- _Задание_
Выберите из приведенных ниже строк все, в которых встречается слово «bridge», и перепишите их.

Записи о расположении объектов на изображениях

__________________________________________________

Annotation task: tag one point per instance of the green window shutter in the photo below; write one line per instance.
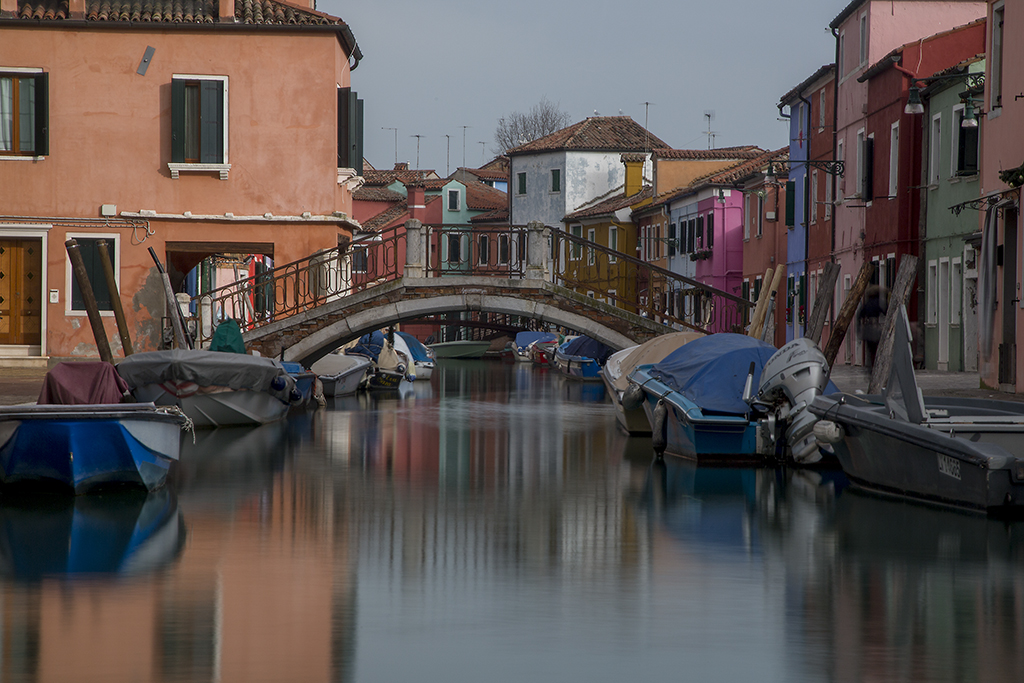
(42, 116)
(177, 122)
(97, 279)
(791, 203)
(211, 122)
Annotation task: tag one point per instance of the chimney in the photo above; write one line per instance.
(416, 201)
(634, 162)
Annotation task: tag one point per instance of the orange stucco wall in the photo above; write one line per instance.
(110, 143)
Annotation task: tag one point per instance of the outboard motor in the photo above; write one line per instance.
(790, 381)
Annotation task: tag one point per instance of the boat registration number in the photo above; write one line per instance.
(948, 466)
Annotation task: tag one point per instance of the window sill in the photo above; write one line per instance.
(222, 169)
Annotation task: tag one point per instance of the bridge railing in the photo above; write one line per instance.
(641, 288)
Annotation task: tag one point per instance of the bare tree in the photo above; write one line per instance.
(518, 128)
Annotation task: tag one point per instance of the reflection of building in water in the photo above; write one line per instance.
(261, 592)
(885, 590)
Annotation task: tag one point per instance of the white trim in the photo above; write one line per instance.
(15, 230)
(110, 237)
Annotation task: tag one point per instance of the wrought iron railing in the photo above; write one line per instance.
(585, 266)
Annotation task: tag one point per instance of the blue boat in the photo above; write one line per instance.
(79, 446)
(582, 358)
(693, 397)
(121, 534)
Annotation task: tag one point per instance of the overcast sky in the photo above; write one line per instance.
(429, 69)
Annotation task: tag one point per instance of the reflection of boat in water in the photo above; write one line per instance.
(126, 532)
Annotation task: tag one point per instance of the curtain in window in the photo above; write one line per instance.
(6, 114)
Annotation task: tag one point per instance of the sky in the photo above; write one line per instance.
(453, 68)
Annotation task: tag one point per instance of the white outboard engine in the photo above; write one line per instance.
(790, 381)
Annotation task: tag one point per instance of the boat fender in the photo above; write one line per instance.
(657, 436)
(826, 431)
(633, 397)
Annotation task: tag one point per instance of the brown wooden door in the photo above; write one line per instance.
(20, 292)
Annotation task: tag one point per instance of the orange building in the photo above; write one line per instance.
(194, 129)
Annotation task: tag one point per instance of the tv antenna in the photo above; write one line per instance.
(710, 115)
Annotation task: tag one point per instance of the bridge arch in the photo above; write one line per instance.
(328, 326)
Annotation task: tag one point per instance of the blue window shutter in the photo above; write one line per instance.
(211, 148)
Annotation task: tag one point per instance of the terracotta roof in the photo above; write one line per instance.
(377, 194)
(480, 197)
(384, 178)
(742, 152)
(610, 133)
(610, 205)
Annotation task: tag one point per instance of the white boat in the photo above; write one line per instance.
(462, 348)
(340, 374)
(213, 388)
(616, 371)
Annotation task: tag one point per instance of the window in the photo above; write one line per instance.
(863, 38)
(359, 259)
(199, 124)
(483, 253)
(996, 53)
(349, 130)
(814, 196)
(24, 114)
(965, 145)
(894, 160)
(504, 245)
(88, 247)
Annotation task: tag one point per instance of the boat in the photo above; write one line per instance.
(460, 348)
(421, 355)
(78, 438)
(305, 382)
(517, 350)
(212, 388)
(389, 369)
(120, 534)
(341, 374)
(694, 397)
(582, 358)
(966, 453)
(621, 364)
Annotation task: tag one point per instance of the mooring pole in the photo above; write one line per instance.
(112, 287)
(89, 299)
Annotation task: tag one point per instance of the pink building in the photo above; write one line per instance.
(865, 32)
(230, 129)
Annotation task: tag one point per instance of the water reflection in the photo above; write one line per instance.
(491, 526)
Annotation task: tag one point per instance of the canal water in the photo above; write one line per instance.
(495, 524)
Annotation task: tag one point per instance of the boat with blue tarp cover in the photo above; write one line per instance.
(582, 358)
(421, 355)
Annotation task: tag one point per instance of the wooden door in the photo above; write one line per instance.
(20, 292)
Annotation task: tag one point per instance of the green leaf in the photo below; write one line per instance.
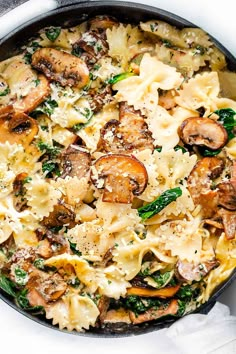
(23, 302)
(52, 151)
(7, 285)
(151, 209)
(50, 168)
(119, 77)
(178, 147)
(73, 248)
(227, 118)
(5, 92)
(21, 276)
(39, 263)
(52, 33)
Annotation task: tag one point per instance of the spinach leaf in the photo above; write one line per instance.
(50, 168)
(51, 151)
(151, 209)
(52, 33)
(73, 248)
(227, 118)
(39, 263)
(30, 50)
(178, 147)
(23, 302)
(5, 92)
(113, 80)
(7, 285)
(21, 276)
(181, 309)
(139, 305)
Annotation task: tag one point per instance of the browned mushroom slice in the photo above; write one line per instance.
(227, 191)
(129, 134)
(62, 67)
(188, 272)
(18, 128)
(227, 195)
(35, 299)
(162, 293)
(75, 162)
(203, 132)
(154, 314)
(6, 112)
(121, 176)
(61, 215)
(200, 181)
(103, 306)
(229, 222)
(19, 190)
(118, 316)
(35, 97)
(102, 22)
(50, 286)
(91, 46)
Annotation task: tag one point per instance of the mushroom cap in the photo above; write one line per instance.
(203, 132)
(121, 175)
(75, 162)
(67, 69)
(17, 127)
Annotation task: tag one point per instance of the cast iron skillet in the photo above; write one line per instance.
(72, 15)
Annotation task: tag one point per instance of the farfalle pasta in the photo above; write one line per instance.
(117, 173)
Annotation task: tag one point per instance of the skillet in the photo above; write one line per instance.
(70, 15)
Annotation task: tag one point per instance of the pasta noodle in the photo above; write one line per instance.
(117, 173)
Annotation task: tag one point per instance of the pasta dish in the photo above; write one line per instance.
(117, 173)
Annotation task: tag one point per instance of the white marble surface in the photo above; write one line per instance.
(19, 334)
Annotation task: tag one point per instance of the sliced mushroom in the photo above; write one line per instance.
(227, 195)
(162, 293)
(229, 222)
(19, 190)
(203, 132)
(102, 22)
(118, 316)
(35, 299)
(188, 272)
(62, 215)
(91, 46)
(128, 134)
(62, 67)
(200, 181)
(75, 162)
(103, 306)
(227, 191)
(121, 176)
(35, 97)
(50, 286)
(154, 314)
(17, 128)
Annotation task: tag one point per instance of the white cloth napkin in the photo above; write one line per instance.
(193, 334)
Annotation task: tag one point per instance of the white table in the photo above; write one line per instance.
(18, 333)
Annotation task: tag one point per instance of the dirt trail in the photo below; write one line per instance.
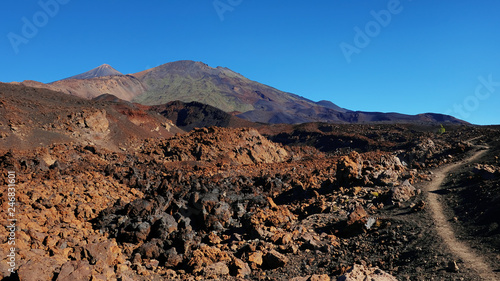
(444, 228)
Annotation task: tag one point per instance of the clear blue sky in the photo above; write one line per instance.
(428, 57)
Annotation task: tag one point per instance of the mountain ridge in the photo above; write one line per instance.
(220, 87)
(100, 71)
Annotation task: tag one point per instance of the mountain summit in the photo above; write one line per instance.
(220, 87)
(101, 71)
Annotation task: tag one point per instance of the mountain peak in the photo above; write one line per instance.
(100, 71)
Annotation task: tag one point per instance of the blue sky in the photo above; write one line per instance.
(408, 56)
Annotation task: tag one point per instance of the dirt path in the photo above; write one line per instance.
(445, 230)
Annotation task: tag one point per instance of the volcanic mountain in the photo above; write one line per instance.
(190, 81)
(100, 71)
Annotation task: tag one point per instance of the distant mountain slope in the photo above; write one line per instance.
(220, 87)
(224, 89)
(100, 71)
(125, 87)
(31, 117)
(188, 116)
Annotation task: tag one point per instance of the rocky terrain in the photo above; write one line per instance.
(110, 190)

__________________________________________________

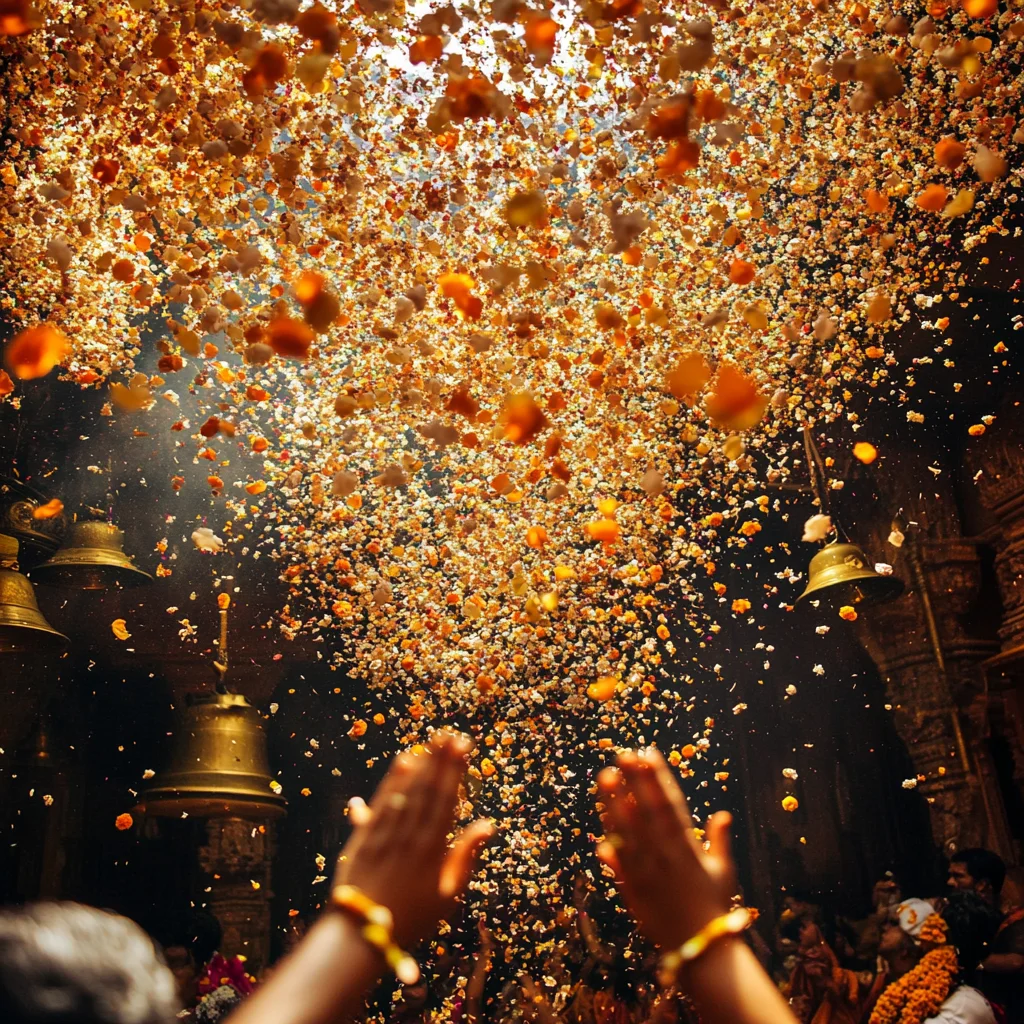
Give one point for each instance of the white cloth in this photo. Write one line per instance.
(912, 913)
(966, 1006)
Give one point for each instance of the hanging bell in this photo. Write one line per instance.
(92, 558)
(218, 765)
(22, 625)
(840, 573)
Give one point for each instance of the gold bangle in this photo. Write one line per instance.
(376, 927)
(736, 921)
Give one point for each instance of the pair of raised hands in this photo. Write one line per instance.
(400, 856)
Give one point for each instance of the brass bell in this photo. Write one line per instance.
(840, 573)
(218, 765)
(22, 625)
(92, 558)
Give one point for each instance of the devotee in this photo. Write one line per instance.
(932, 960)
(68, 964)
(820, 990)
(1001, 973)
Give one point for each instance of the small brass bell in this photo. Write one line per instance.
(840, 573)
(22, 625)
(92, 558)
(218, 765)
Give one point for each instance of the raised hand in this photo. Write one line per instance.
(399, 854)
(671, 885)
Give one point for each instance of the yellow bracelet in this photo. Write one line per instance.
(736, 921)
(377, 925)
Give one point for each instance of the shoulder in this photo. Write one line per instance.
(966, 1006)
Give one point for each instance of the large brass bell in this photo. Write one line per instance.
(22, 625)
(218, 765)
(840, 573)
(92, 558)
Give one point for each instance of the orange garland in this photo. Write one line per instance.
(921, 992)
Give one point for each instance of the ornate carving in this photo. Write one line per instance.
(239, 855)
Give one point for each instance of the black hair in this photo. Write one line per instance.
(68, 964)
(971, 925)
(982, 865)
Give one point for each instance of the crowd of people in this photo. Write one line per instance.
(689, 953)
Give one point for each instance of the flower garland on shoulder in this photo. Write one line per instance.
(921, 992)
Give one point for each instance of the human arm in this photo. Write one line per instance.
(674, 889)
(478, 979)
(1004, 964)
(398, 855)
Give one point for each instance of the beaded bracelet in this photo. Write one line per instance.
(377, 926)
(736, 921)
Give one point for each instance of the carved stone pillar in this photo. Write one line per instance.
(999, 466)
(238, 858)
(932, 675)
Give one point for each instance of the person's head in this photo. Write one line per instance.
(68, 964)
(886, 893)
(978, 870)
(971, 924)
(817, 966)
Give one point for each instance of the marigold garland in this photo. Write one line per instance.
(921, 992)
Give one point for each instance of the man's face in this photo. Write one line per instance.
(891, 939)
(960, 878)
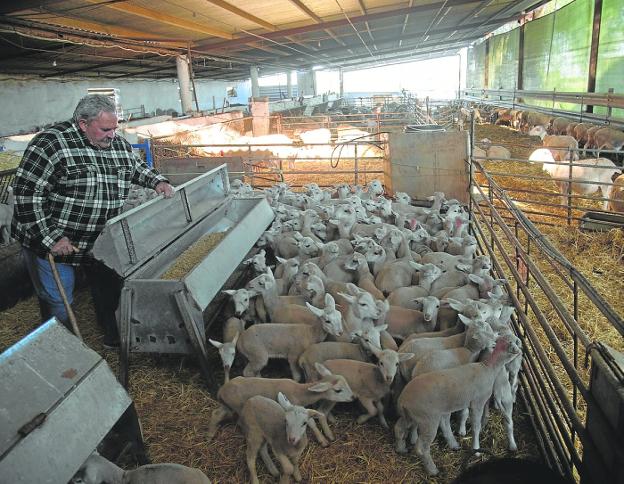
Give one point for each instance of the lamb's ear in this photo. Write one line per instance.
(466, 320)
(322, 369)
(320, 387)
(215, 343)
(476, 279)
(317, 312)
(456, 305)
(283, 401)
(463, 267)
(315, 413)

__________________________________________________

- _Решение_
Annotation task: tag one point per instance of the bridge railing in the photo above; write one line per instance.
Annotation task: tag one point per instance of the bridge arch in the photo above; write one line per instance.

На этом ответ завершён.